◆ Directive
Print out the entries below with no edits.

Pointing dataset records
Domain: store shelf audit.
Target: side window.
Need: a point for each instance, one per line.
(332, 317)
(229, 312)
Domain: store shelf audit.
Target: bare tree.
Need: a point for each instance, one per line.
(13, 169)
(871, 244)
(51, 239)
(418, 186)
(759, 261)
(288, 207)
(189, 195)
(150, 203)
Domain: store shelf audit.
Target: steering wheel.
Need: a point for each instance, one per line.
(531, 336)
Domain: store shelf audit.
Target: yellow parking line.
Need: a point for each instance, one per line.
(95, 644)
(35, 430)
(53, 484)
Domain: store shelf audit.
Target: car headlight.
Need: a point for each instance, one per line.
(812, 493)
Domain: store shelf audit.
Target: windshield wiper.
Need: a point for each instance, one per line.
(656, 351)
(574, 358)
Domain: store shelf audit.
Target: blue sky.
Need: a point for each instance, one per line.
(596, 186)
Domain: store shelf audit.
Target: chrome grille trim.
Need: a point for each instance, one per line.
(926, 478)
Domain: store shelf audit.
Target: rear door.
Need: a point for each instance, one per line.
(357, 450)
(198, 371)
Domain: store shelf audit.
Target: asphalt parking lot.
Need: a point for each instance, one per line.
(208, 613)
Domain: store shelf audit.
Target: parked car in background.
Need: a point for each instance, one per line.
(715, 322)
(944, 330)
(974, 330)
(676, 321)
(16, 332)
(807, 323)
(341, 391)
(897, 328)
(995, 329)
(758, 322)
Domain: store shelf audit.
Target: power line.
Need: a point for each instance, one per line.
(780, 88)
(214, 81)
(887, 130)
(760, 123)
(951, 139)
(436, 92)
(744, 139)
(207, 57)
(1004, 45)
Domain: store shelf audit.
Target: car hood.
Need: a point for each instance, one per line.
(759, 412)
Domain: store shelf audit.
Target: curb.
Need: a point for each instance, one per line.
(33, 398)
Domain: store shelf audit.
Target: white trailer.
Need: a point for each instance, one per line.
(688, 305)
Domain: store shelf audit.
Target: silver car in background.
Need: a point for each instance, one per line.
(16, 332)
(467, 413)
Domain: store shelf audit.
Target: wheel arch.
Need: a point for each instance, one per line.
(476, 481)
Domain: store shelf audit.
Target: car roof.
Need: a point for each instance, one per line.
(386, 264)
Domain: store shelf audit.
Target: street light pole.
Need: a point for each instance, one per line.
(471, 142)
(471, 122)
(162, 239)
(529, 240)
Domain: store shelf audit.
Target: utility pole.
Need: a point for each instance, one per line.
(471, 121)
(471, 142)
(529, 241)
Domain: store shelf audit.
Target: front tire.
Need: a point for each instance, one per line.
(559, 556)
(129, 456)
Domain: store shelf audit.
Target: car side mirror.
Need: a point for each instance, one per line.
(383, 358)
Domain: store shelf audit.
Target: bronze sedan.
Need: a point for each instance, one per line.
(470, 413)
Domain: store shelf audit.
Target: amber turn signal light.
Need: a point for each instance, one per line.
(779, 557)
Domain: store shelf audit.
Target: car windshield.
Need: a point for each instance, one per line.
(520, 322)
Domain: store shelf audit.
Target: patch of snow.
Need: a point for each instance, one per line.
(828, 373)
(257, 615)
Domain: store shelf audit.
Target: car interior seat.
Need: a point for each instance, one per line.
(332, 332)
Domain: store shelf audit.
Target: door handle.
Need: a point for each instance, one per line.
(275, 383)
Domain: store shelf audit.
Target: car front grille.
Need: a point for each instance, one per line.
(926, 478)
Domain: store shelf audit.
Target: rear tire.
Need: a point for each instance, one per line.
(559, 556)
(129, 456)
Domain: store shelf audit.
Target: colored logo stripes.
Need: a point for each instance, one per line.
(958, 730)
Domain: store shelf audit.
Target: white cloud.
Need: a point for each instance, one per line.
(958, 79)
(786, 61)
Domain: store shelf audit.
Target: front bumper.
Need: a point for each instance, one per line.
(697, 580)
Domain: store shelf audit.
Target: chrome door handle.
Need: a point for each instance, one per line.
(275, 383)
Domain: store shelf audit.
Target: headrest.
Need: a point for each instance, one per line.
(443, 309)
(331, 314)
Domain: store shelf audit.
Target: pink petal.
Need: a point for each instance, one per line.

◆ In response
Domain: store shelf audit.
Target: side window.
Need: a point for each instance, one per line.
(332, 317)
(229, 312)
Domain: store shelf audit.
Target: bare tree.
Need: a point for each instance, one per line.
(13, 169)
(871, 244)
(51, 239)
(418, 186)
(759, 261)
(288, 207)
(189, 195)
(150, 203)
Domain: store shelf audit.
Target: steering wheel.
Need: a point for each instance, one per line.
(531, 336)
Domain: store shelf audit.
Target: yellow parking line.
Need: a point for each instance, one per line.
(95, 644)
(35, 430)
(53, 484)
Domain: store shelf audit.
Target: car headlight.
Need: a point for each instance, one per line.
(812, 493)
Domain: store shelf audit.
Target: windshield wiper.
Need: a point for each instance, one per line.
(656, 351)
(574, 358)
Domain: store shelf audit.
Target: blue sky.
Need: a point for each instance, one per line.
(596, 186)
Domain: store shelf audit.
Target: chrome grille trim.
Need: a point for each instance, one per line.
(926, 478)
Domain: store shelf audit.
Target: rear door.
Need: a point for each instance, one per line.
(357, 450)
(198, 371)
Domain: store shelf audit.
Target: asphalt parking lot.
Need: a point for each instance, one per line.
(208, 613)
Domain: store shelf audit.
Target: parked car in background.
Need: a point for each instance, one per line.
(715, 322)
(944, 330)
(974, 330)
(676, 321)
(16, 332)
(807, 323)
(341, 391)
(897, 328)
(995, 329)
(758, 322)
Domain: store shelf audit.
Target: power line.
Need: a point for each instance, one per line.
(780, 88)
(214, 81)
(887, 130)
(760, 123)
(951, 139)
(436, 92)
(744, 139)
(207, 57)
(1004, 45)
Domain: store shelf audit.
Target: car hood.
Need: a point for each instance, one per line.
(759, 412)
Domain: store shelf audit.
Target: curb.
Need: a point for each instance, one per line.
(33, 398)
Domain: store shelf audit.
Target: white trailer.
Need: a point for each instance, one per line.
(688, 305)
Domain: store shelf audit.
Target: silver car in background.
Need: a point for each instance, one per line.
(16, 332)
(467, 413)
Domain: store shelf audit.
Target: wheel arch.
Need: a point for each instance, one per line.
(476, 481)
Domain: store shelf audit.
Target: car roof.
Need: a point for each instance, one per line.
(386, 264)
Domain: store shelf audit.
Target: street light pole.
Need: a point for each instance, one per line.
(471, 142)
(471, 122)
(162, 239)
(529, 240)
Domain: store shelf audit.
Target: utility pole.
Need: a point for each instance, one per line.
(471, 121)
(471, 142)
(529, 241)
Domain: store shelf audit.
Target: front tire.
Need: a point for each instance, one per line.
(559, 556)
(129, 456)
Domain: store shelf audit.
Target: car side mirror.
Need: a point for each instance, one per line.
(383, 358)
Domain: store shelf audit.
Target: bronze sedan.
Need: a point for each instance, one per line.
(470, 413)
Domain: store shelf audit.
Target: amber turn signal light.
Need: a point for each instance, one per line.
(779, 557)
Domain: store shelf audit.
Target: car windshield.
Need: a point for each instance, one per line.
(520, 322)
Domain: store shelf audit.
Target: patch of snow.
Need: a point for each instance, one per line.
(828, 373)
(257, 615)
Domain: store shelf audit.
Target: car interior seat.
Need: a point for each instance, one per line.
(332, 332)
Domain: store shelf audit.
Target: door handle.
Need: a point for each instance, one per line.
(275, 383)
Domain: store shelf audit.
Target: car front grille.
Need: a point for each instance, one per line.
(926, 478)
Domain: store shelf audit.
Target: rear tire.
Need: a point for each instance, one per line.
(559, 556)
(129, 456)
Domain: store shelf audit.
Target: colored logo stripes.
Need: a point for each instance, one per line.
(958, 730)
Domain: store shelf audit.
Target: white cloud.
Need: a point for each instance, one per line.
(958, 79)
(786, 61)
Domain: store shelf audit.
Target: front bumper.
Need: a point for each instance, one per line.
(697, 580)
Domain: store shelf audit.
Target: chrome door handle.
Need: a point for each instance, one per line.
(275, 383)
Domain: store shelf audit.
Target: headrest.
Need: a point for each instance, one per line.
(443, 309)
(331, 314)
Domain: store shelf audit.
Target: pink petal.
Need: a point for each instance, one per line.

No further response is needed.